Directions for this task ▸
Copy out the entries below, replacing each "bounding box" with "rectangle" and leaving everything else unchanged. Leave the pictures out of your copy.

Supplied material ▸
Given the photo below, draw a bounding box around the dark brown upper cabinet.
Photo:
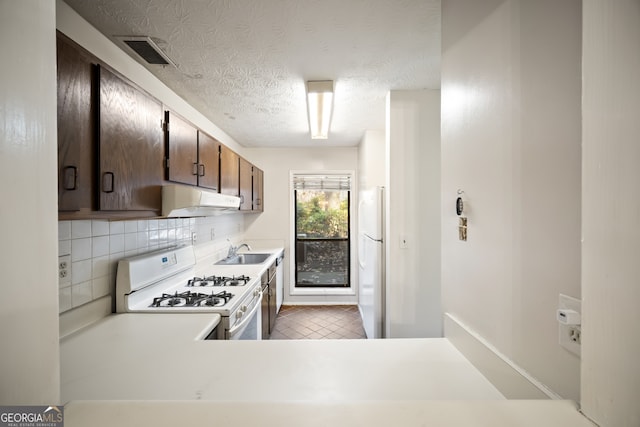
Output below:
[220,145,240,196]
[56,33,97,212]
[252,166,264,212]
[164,111,199,185]
[99,67,164,212]
[198,131,221,191]
[240,157,253,211]
[164,111,220,191]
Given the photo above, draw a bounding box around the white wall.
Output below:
[0,0,60,405]
[581,0,640,427]
[442,0,581,401]
[385,90,442,338]
[358,130,387,190]
[245,147,358,303]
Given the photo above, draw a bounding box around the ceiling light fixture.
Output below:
[307,80,333,139]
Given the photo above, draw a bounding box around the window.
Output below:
[293,174,351,288]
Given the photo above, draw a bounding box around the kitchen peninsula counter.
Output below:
[60,313,503,402]
[60,313,592,427]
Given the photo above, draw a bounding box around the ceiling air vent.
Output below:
[116,36,177,68]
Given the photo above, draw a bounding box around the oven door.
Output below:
[225,290,262,340]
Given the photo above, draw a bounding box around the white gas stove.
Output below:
[116,246,262,339]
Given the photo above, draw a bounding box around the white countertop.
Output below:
[64,400,594,427]
[60,313,592,427]
[60,313,503,402]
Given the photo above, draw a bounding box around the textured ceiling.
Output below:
[65,0,440,147]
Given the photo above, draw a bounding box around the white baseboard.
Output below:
[444,313,561,399]
[58,295,111,338]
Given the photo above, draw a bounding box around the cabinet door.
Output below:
[99,67,164,211]
[164,111,199,185]
[252,166,264,212]
[57,33,95,211]
[269,280,278,334]
[220,145,240,196]
[198,131,220,191]
[240,157,253,211]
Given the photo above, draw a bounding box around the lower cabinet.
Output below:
[261,284,271,340]
[262,262,278,340]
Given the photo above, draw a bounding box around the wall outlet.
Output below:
[58,255,71,286]
[558,294,582,357]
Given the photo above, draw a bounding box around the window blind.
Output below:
[293,174,351,190]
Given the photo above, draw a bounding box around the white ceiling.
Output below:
[65,0,440,147]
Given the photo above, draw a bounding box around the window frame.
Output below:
[289,170,358,296]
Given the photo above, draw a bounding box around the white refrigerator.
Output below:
[358,187,385,338]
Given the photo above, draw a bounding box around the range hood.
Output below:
[162,184,240,217]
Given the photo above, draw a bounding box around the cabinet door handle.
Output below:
[63,166,78,191]
[102,172,115,193]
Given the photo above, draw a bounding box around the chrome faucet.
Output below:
[227,239,251,258]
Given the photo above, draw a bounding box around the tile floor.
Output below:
[270,305,366,340]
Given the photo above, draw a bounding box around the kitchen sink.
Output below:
[216,253,271,265]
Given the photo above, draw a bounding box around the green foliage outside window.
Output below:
[296,190,349,239]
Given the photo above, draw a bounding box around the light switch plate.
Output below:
[558,294,582,357]
[58,255,71,286]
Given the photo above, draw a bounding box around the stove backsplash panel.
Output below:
[58,217,244,313]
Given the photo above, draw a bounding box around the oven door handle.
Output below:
[229,290,262,338]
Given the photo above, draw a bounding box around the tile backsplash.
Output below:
[58,213,244,313]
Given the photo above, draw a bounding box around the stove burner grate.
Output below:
[187,275,251,287]
[150,291,233,307]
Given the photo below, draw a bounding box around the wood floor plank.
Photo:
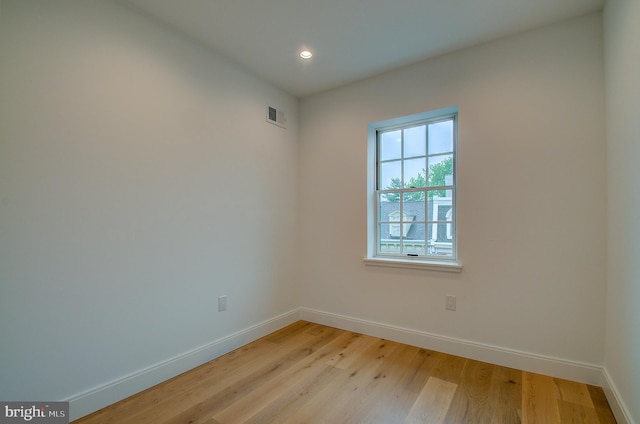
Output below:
[489,366,522,424]
[447,359,495,424]
[522,372,562,424]
[404,377,458,424]
[587,385,616,424]
[74,321,615,424]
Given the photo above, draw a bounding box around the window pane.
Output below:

The completed task ▸
Given the photo below, draw a rectangle around the dark brown upper cabinet.
Photo:
Output below:
[220,145,240,196]
[56,33,97,212]
[252,166,264,212]
[164,111,199,185]
[99,67,164,212]
[198,131,221,191]
[240,157,253,211]
[164,111,220,191]
Given the photo above, draw a rectangle around the white wall.
Output below:
[0,0,60,405]
[581,0,640,427]
[442,0,581,401]
[385,90,442,338]
[358,130,387,190]
[245,147,358,303]
Given the photo above, draw a rectangle around the ceiling light fixture.
Output below:
[307,80,333,139]
Given the photo above, draw a rectangle around the window.
Output below:
[293,174,351,288]
Given the photo above, draw a rectangle around the kitchen peninsula counter.
Output below:
[60,313,503,402]
[60,313,592,427]
Given the photo above, draw a rectangle around the ceiling air vent.
Output below:
[116,36,177,68]
Given the photo above, draw a rectangle around the oven door.
Output below:
[225,290,262,340]
Given the photo above, draw a rectangle around the white gas stove.
Output below:
[116,246,262,339]
Given the photo above, draw a rectangle around the white countertop.
Output below:
[64,400,594,427]
[60,313,592,427]
[60,313,503,402]
Given the photo above, draw a rectangle around the textured ceiling.
Output below:
[65,0,440,147]
Given the photo above, draw a rectangle around the white baseboard.
Output below:
[444,313,561,399]
[58,295,111,338]
Given the photo above, draw a rectangle around the cabinet door.
Output below:
[99,67,164,211]
[164,111,199,185]
[252,166,264,212]
[57,33,95,211]
[269,280,278,334]
[220,145,240,196]
[198,131,220,191]
[240,157,253,211]
Given the photo above, draw a rectangle around the lower cabinet.
Output below:
[261,284,271,340]
[262,262,278,340]
Given the photo above, draw a rectangle around the wall outlet.
Output below:
[58,255,71,286]
[558,294,582,357]
Given the photo above, draw a rectangle around the window blind.
Output below:
[293,174,351,190]
Given the photo above, draw a rectangle around the white ceiling.
Output below:
[65,0,440,147]
Given the photo above, draw a rectangle around the window frame.
Output below:
[289,170,358,296]
Given the photo above, draw a rectangle around the white refrigerator.
Output below:
[358,187,385,338]
Given the photo above, draw a rectangle around the range hood.
Output below:
[162,184,240,217]
Given the photo above, draw a rectangle around the cabinet door handle.
Output below:
[63,166,78,191]
[102,172,115,193]
Given the photo above, draw a rectangle around the chrome faucet.
Output below:
[227,239,251,258]
Given the photo above, draw a rectangle around the tile floor.
Output below:
[270,305,366,340]
Given the photo above, draw a rectangle around the kitchen sink.
Output below:
[216,253,271,265]
Given the photo above, draw a rectangle around the green foliage outside window.
Output below:
[296,190,349,239]
Given the photo above, draw a rectangle around the light switch plate.
Output below:
[558,294,582,357]
[58,255,71,286]
Given the photo above, draw a rectangle around the stove backsplash panel.
Output below:
[58,217,244,313]
Given the photo above, draw a rectangle around the oven door handle.
Output below:
[229,290,262,338]
Given the photo above, draw a rectangle around the tile backsplash.
Output below:
[58,213,244,313]
Given the photo above, draw a rectangle around the stove burner grate.
Output below:
[187,275,251,287]
[150,291,233,307]
Given the photo below, draw a rectangle around the wood floor plank.
Photo:
Output below:
[489,366,522,424]
[447,359,495,424]
[522,372,562,424]
[404,377,458,424]
[587,385,616,424]
[74,321,615,424]
Given the photo above, draw a rectangle around the window pane.
Output below:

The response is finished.